REQUIREMENT: Find and copy every line in the records that contains the string "rock", matching uppercase and lowercase exactly.

TASK DATA:

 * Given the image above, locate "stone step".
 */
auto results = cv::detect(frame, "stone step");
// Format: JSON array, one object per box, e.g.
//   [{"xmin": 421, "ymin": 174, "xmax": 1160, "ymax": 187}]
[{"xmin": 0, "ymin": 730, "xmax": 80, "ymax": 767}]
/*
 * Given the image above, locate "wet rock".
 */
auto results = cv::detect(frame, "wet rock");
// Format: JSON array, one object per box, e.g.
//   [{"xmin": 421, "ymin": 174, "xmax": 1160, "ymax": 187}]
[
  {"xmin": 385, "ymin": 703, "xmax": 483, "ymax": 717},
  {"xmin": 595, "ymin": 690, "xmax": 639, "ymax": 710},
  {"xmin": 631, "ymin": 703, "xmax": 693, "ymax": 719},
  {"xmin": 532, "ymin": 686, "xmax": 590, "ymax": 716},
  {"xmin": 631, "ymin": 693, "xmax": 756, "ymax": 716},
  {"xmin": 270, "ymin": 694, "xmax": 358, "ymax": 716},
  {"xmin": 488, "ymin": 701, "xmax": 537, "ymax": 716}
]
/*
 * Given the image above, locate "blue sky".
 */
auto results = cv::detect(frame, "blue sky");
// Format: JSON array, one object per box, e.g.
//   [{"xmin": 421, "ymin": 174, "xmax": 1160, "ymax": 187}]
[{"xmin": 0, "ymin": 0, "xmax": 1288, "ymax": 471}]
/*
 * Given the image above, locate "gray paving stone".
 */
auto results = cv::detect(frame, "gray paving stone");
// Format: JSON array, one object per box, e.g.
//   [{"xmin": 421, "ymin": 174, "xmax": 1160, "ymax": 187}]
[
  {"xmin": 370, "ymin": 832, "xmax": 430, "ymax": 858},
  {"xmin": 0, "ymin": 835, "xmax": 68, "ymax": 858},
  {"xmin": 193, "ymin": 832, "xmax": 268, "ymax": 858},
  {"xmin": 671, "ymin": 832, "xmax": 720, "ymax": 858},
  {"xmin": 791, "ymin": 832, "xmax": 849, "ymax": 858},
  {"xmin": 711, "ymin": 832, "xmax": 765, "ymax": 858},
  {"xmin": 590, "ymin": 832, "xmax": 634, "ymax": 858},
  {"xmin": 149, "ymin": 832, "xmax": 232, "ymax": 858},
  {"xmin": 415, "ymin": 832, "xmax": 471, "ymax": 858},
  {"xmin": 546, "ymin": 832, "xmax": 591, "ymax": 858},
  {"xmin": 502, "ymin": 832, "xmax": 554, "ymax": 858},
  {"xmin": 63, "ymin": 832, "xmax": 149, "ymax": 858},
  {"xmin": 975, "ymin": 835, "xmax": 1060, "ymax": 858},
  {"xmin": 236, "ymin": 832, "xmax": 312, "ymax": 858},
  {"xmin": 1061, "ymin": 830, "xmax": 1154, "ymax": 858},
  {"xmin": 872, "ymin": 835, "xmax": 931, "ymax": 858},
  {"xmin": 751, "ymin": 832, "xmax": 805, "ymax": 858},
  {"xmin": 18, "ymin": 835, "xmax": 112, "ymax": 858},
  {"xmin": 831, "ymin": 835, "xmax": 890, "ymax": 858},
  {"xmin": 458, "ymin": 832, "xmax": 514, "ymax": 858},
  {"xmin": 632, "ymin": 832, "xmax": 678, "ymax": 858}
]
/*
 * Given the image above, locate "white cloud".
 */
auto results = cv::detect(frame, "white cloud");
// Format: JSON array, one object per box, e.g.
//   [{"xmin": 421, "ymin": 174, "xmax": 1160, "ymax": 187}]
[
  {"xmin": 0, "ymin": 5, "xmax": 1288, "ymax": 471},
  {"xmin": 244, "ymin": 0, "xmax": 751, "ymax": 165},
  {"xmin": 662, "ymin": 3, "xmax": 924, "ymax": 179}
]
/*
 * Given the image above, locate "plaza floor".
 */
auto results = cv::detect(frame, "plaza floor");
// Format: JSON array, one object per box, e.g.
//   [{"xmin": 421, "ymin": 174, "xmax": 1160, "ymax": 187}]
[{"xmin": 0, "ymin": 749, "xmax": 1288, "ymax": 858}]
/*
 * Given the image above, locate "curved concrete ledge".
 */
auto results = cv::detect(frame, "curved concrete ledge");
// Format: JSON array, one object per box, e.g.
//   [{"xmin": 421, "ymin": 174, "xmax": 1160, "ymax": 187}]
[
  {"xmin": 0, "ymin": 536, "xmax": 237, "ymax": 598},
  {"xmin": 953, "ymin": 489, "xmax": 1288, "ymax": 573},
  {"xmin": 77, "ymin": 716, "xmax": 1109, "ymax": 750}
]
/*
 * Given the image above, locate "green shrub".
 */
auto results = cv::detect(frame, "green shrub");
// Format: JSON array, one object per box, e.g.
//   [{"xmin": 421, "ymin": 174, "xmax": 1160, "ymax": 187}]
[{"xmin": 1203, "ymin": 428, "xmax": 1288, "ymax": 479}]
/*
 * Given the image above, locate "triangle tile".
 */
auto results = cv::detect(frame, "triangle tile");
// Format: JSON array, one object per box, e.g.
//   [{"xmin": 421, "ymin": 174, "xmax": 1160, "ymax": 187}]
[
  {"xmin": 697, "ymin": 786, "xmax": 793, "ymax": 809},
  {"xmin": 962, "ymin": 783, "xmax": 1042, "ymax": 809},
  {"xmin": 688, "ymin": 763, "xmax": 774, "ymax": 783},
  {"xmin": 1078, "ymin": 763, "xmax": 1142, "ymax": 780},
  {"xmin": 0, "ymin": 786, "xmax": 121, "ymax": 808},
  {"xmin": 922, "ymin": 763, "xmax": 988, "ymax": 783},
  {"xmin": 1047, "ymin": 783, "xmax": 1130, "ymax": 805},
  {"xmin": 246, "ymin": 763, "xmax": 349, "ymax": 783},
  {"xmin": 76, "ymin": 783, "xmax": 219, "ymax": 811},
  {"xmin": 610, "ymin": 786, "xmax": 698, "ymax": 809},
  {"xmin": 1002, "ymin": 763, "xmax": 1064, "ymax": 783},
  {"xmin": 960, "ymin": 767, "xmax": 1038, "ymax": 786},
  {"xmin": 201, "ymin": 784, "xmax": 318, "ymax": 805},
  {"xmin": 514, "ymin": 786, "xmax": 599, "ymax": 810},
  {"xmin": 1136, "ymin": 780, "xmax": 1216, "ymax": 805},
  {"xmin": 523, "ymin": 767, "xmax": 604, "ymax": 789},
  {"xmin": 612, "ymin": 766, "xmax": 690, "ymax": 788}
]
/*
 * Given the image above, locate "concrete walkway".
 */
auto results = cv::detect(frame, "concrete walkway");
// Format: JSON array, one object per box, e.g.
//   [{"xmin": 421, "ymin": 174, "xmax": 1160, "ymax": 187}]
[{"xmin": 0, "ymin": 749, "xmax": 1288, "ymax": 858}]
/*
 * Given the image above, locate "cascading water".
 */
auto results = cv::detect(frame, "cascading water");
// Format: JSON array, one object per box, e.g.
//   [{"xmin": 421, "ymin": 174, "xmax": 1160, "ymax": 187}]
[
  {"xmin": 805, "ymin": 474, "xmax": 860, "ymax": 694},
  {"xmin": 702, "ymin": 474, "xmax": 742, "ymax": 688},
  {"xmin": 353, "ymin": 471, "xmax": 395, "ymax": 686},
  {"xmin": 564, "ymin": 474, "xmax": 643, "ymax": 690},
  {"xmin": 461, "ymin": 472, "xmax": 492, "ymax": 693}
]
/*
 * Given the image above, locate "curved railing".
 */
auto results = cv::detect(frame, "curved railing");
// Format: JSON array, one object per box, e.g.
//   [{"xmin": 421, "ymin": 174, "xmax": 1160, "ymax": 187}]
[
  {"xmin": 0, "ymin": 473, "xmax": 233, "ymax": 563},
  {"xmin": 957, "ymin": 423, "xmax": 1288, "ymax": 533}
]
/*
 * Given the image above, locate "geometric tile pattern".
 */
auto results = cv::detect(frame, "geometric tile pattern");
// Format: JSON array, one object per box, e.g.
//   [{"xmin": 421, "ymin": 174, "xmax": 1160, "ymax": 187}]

THE COMPLETED TASK:
 * Given the image above, locate "wet rock".
auto results = cv::detect(frame, "wet rock");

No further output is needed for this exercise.